Guillaume Guéraud mérite toute notre affection, mes biens chers frères, puisqu'il est le seul à ma connaissance à instiller du gore et du malsain dans le littérature jeunesse, et il est bon que les mômes apprennent à tronçonner des membres dès leur plus jeune âge. En attaquant ce bouquin paru dans une collection adultes, on s'attend donc à du bon gros roman de genre. Eh bien c'est ça, et plus que ça. Guéraud reste dans les règles du polar fantastique, mais y injecte une part très personnelle qui emporte l'adhésion. A commencer par le concept lui-même : le livre est en fait un album photos, récit en images d'une affaire policière, dont le texte est en fait une série de légendes correspondant aux photos. Oui, sauf que ces photos... ont disparu, qu'il n'en reste plus que des cadres gris, et ces légendes donc. Le livre dès le départ est donc placé sous le signe de l'absence, de cette part manquante qui va être comblée à la fois par l'écriture acérée et descriptive du sieur, et par notre imagination mise en branle avec panache par cette idée.

Consigne A:
Relevez dans la critique les trois expressions désignant une catégorie de fiction, construites sur les mots « littérature », « roman » et « polar ».
Cette critique et la liste n'ont aucun lien entre elles.

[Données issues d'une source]
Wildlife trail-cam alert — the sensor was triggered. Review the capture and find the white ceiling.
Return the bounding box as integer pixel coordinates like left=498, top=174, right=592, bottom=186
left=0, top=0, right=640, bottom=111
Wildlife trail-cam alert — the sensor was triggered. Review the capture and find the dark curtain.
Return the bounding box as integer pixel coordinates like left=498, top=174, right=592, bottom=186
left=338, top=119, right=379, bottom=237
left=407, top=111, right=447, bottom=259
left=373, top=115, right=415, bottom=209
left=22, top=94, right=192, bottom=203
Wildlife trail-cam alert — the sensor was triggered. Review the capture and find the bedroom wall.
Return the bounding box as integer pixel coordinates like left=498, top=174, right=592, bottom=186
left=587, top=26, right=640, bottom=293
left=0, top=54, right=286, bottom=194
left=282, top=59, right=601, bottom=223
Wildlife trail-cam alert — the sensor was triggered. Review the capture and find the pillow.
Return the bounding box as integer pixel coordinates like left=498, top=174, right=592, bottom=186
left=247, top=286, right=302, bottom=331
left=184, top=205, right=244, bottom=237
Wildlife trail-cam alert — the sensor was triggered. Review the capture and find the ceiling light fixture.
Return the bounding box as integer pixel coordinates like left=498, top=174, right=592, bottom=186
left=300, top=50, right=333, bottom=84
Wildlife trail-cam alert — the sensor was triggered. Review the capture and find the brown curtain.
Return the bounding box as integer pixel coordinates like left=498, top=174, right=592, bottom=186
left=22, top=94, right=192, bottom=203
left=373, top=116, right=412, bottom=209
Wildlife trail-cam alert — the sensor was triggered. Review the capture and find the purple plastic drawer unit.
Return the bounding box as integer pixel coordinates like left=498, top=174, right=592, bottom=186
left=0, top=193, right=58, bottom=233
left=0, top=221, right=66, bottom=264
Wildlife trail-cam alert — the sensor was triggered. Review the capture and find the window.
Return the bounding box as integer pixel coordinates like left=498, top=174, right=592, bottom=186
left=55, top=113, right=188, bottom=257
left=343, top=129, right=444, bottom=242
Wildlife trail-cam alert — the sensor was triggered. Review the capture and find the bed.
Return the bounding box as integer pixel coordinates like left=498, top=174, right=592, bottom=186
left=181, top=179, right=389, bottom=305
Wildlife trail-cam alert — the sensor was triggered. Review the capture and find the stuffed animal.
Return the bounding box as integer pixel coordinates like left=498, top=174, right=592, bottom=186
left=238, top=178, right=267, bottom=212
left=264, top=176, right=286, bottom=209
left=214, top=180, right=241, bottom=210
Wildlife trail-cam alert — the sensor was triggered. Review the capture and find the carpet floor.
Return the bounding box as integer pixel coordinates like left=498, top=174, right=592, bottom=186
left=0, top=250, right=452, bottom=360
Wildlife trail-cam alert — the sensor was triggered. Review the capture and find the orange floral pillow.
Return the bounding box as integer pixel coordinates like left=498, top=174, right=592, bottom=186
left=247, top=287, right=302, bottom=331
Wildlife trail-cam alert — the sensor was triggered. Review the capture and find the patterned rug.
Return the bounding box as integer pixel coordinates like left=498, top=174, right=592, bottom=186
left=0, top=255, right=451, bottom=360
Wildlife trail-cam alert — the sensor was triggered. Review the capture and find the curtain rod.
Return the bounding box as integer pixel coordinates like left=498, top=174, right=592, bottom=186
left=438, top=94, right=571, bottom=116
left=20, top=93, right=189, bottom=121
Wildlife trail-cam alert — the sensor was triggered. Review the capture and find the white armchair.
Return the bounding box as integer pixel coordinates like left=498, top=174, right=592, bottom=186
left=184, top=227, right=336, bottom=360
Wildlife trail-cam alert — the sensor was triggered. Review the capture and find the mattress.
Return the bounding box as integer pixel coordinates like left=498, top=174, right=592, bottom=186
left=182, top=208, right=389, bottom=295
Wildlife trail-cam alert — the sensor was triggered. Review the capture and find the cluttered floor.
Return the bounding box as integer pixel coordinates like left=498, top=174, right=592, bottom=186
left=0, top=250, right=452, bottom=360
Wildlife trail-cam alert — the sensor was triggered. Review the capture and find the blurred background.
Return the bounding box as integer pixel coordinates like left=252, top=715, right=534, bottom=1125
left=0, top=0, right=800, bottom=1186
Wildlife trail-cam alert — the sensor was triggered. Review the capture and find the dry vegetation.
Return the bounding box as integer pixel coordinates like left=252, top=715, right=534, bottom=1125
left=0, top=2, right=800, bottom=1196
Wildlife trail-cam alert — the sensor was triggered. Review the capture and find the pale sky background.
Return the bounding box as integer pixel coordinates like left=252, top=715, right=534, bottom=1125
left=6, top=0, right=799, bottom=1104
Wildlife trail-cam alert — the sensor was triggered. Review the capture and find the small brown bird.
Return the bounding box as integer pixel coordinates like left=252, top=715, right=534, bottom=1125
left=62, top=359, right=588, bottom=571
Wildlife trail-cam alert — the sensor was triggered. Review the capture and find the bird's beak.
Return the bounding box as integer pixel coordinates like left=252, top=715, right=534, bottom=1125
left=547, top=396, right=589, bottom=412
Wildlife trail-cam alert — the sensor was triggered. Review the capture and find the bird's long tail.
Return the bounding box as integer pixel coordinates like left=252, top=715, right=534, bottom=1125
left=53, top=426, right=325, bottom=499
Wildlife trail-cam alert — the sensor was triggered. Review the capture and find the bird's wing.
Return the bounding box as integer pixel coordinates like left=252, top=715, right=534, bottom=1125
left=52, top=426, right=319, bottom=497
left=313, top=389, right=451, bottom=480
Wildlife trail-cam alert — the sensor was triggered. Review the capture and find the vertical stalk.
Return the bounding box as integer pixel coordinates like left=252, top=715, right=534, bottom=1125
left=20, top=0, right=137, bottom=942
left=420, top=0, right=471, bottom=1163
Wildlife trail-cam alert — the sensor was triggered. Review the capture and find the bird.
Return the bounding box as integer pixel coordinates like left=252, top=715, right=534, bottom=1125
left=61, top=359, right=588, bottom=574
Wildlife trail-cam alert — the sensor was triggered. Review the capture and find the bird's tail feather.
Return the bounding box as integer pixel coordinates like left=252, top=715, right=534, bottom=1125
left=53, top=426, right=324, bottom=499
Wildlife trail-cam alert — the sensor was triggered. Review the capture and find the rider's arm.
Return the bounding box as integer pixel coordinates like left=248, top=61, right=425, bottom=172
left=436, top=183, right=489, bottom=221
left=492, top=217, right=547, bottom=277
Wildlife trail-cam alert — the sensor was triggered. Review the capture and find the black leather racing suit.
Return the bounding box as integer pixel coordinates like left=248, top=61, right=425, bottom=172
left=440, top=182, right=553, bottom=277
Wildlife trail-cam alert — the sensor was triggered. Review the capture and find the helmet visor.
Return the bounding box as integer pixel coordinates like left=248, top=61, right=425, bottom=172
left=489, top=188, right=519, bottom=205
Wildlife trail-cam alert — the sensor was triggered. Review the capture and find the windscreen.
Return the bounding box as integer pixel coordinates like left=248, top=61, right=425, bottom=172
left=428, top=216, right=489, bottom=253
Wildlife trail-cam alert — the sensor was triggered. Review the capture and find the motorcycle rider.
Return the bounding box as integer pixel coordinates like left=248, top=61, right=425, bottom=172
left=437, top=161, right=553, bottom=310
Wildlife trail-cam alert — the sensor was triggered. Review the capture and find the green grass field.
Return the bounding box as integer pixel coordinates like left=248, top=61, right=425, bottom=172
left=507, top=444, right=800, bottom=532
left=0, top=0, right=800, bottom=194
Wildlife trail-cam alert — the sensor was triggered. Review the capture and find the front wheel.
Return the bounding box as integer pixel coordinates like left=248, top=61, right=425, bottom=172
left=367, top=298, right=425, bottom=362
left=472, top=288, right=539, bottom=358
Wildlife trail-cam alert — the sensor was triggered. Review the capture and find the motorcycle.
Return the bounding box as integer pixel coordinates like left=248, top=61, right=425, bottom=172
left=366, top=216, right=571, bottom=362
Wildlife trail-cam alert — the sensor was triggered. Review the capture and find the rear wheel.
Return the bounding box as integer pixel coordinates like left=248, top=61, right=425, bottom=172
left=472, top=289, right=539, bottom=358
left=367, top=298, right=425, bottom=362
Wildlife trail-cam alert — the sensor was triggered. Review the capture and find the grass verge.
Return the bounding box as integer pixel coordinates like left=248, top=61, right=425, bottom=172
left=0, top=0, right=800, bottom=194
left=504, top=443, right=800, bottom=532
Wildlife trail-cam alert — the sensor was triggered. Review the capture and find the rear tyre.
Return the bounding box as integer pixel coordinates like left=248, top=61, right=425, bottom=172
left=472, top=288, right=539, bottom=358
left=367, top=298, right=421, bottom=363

Consigne B:
Recopiez en liste numérotée les lignes de la liste depuis son début jusqu'à la ligne contenant « left=0, top=0, right=640, bottom=111 », celle-ci comprise, sans les lignes vides.

Réponse rédigée A:
- littérature jeunesse
- roman de genre
- polar fantastique

Réponse rédigée B:
1. Wildlife trail-cam alert — the sensor was triggered. Review the capture and find the white ceiling.
2. Return the bounding box as integer pixel coordinates like left=498, top=174, right=592, bottom=186
3. left=0, top=0, right=640, bottom=111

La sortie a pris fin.